▸ What this task involves:
Return every line of the data below that contains the string "woman", copying each such line unchanged. Case matters, so uppercase and lowercase letters count as different.

-- start of Input rows --

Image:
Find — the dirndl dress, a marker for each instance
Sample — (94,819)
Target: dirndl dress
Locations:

-- end of Input rows --
-- start of Input rows --

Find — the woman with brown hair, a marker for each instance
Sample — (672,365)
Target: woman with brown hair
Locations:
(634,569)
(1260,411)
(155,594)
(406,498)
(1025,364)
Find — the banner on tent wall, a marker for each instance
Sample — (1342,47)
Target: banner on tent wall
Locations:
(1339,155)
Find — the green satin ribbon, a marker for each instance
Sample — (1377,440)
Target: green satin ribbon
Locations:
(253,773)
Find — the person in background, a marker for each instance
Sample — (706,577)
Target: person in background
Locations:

-- end of Input rows --

▸ Final answer:
Find — the woman with brown hair, a marker for each instance
Target: woman with brown hair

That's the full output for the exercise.